[Segmentation mask data]
::::::::::

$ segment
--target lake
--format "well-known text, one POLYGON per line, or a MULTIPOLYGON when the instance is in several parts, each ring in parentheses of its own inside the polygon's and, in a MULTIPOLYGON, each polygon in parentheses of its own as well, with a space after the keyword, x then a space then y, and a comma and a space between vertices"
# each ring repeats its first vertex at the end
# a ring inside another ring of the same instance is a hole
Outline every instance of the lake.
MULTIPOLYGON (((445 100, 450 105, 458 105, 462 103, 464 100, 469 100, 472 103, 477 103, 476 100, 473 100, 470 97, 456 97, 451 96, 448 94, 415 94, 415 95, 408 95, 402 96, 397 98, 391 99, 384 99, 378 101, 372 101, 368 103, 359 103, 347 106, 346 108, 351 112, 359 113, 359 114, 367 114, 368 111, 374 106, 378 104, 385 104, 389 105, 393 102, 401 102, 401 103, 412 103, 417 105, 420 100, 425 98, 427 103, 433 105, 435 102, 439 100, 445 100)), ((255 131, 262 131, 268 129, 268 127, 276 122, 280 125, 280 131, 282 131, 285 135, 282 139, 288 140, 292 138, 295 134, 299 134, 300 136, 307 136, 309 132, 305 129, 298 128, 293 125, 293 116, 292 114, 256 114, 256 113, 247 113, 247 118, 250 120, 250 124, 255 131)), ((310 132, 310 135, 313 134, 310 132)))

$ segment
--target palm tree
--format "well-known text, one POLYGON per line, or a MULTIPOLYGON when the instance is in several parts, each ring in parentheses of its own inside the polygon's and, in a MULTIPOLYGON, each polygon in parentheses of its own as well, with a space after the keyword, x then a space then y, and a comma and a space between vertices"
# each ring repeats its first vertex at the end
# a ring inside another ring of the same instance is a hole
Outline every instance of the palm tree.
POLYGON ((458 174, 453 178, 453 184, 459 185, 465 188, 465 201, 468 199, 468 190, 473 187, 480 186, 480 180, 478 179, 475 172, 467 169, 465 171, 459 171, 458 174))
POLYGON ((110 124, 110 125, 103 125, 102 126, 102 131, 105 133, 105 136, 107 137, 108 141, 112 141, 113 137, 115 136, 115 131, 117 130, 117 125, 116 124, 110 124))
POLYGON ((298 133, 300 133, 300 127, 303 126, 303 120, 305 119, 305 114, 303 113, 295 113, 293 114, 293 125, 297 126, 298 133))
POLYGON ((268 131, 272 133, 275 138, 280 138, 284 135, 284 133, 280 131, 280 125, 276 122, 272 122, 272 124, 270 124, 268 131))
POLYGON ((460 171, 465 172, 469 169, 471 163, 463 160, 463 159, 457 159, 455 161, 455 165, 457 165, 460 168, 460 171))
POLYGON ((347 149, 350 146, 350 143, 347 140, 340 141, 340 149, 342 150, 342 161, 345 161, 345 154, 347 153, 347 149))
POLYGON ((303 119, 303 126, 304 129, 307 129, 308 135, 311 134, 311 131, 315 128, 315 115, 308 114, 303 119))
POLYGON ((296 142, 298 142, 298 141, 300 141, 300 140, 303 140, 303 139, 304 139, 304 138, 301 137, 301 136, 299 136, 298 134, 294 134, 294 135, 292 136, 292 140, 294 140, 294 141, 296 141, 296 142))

::::::::::

> EXERCISE GOAL: The answer must be a verbatim transcription of all the entries.

> ANSWER SPACE:
$ segment
--target lake
--format "well-known text, one POLYGON per line, or a MULTIPOLYGON when the instance is in several parts, each ring in parentheses of its own inside the polygon's and, in a MULTIPOLYGON, each polygon in parentheses of its own as well, with a space after the keyword, x then a space then y, and a comma and a space between vertices"
# each ring repeats its first vertex at the end
# a ring inside another ring of the same instance is a hole
Outline every instance of the lake.
MULTIPOLYGON (((445 100, 450 105, 458 105, 462 103, 464 100, 469 100, 472 103, 477 103, 476 100, 473 100, 470 97, 456 97, 451 96, 448 94, 415 94, 415 95, 408 95, 402 96, 397 98, 391 99, 384 99, 378 101, 372 101, 368 103, 359 103, 347 106, 346 108, 351 112, 359 113, 359 114, 367 114, 368 111, 374 106, 378 104, 385 104, 389 105, 393 102, 401 102, 401 103, 412 103, 417 105, 420 100, 425 98, 427 103, 433 105, 435 102, 439 100, 445 100)), ((255 131, 262 131, 268 129, 268 127, 276 122, 280 125, 280 131, 282 131, 285 135, 282 139, 288 140, 292 138, 295 134, 299 134, 300 136, 307 136, 309 132, 305 129, 298 128, 293 125, 293 116, 292 114, 256 114, 256 113, 247 113, 247 118, 250 120, 250 124, 255 131)), ((310 132, 310 135, 313 134, 310 132)))

$ segment
--target palm tree
--format "well-known text, one POLYGON per line, or a MULTIPOLYGON when the instance is in several parts, each ring in parentheses of its own inside the polygon's and, in a MULTIPOLYGON, each polygon in parentheses of its own as well, with a space after the keyword, x then a space then y, and a comma and a space between vertices"
# each ring repeats its first vertex at the end
# a ring inside another ring of the same instance is a hole
Outline every instance of the palm tree.
POLYGON ((458 174, 453 178, 453 184, 459 185, 465 188, 465 201, 468 199, 468 190, 473 187, 480 186, 480 180, 478 179, 475 172, 467 169, 465 171, 459 171, 458 174))
POLYGON ((110 124, 110 125, 103 125, 102 126, 102 131, 105 133, 105 136, 107 137, 108 141, 112 141, 113 137, 115 136, 115 131, 117 130, 117 125, 116 124, 110 124))
POLYGON ((298 133, 300 133, 300 127, 303 126, 303 120, 305 119, 305 114, 303 113, 295 113, 293 114, 293 125, 297 126, 298 133))
POLYGON ((268 131, 272 133, 275 138, 280 138, 284 135, 284 133, 280 131, 280 125, 276 122, 272 122, 272 124, 270 124, 268 131))
POLYGON ((460 171, 465 172, 469 169, 471 163, 463 160, 463 159, 457 159, 455 161, 455 165, 457 165, 460 168, 460 171))
POLYGON ((347 149, 350 146, 350 143, 347 140, 340 141, 340 149, 342 150, 342 161, 345 161, 345 154, 347 153, 347 149))
POLYGON ((303 119, 303 126, 304 129, 307 129, 308 135, 311 134, 311 131, 315 128, 315 115, 308 114, 303 119))
POLYGON ((296 142, 298 142, 298 141, 300 141, 300 140, 303 140, 303 139, 304 139, 304 138, 301 137, 301 136, 299 136, 298 134, 294 134, 294 135, 292 136, 292 140, 294 140, 294 141, 296 141, 296 142))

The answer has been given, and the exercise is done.